Aangeleverde tekst:
▼

SLC52A2 en SLC52A3 gen

Ook bekend als: Brown-Vialetto-Van Laere syndroom 1; Syndroom van Brown-Vialetto-Van Laere 2; Riboflavinetransporter deficiëntie 2 (RFVT2); Riboflavinetransporter deficiëntie 3 (RFVT3); bulbaire parese, progressief, met perceptieve doofheid of pontobulbaire parese met doofheid.

OMIM#211530 https://omim.org/entry/211530

OMIM#614707 https://omim.org/entry/614707

  1. De ziekte:

Zeldzame genetische motorneuronziekte, gekarakteriseerd door perifere en craniale neuropathie, neuronaal verlies in de voorste hoorns en atrofie van de sensorische kanalen van de wervelkolom, met spierzwakte, sensorisch verlies, middenrifverlamming en ademhalingsinsufficiëntie tot gevolg, en meerdere hersenzenuwstoornissen zoals perceptief gehoorverlies, bulbaire symptomen en verlies van gezichtsvermogen als gevolg van optische atrofie. Deze groep genen veroorzaakt defecten in de transporter van vitamine B2 (riboflavine). Riboflavinetransporter resulteert in cellulaire flavinedeficiëntie in verschillende weefsels. Aangezien flavines een belangrijke rol spelen in de mitochondriale functie, kan mitochondriale disfunctie fungeren als een pathomechanisme dat bijdraagt aan neurodegeneratie bij riboflavinetransportdeficiëntie. Afhankelijk van de getroffen transporter worden riboflavinetransporterdeficiëntie 2 (RFVT2) en riboflavinetransporterdeficiëntie 3 (RFVT3) onderscheiden.

▲

Jouw opdrachten:
(A) Neem uit de tekst over de SLC52A2- en SLC52A3-genen een deel letterlijk over. Begin bij de woorden "Ook bekend als: Brown-Vialetto-Van" en stop na "parese met doofheid.".
(B) Zet de alinea die begint met "Zeldzame genetische motorneuronziekte" uit de tekst over de SLC52A2- en SLC52A3-genen om in een beknopte opsomming met de belangrijkste feiten.

Aangeleverde gegevens:

▼

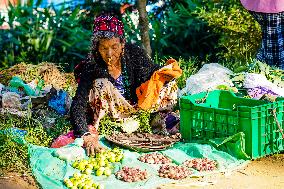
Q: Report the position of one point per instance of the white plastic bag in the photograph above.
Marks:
(253, 81)
(207, 78)
(72, 151)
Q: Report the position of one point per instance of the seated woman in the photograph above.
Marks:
(108, 79)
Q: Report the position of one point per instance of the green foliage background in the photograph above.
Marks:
(210, 30)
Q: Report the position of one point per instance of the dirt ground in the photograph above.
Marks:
(264, 173)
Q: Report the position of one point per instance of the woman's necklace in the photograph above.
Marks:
(114, 70)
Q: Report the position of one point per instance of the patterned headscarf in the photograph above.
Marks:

▲

Antwoorden per opdracht:
(A)
Ook bekend als: Brown-Vialetto-Van Laere syndroom 1; Syndroom van Brown-Vialetto-Van Laere 2; Riboflavinetransporter deficiëntie 2 (RFVT2); Riboflavinetransporter deficiëntie 3 (RFVT3); bulbaire parese, progressief, met perceptieve doofheid of pontobulbaire parese met doofheid.

(B)
- Het gaat om een zeldzame genetische motorneuronziekte.
- Kenmerken: perifere en craniale neuropathie, neuronaal verlies in de voorste hoorns en atrofie van de sensorische kanalen van de wervelkolom.
- Gevolgen: spierzwakte, sensorisch verlies, middenrifverlamming en ademhalingsinsufficiëntie.
- Ook treden meerdere hersenzenuwstoornissen op: perceptief gehoorverlies, bulbaire symptomen en verlies van gezichtsvermogen door optische atrofie.
- De genen veroorzaken defecten in de transporter van vitamine B2 (riboflavine), met cellulaire flavinedeficiëntie in verschillende weefsels.
- Flavines spelen een belangrijke rol in de mitochondriale functie. Mitochondriale disfunctie kan daardoor bijdragen aan neurodegeneratie.
- Naargelang de getroffen transporter wordt onderscheid gemaakt tussen RFVT2 en RFVT3.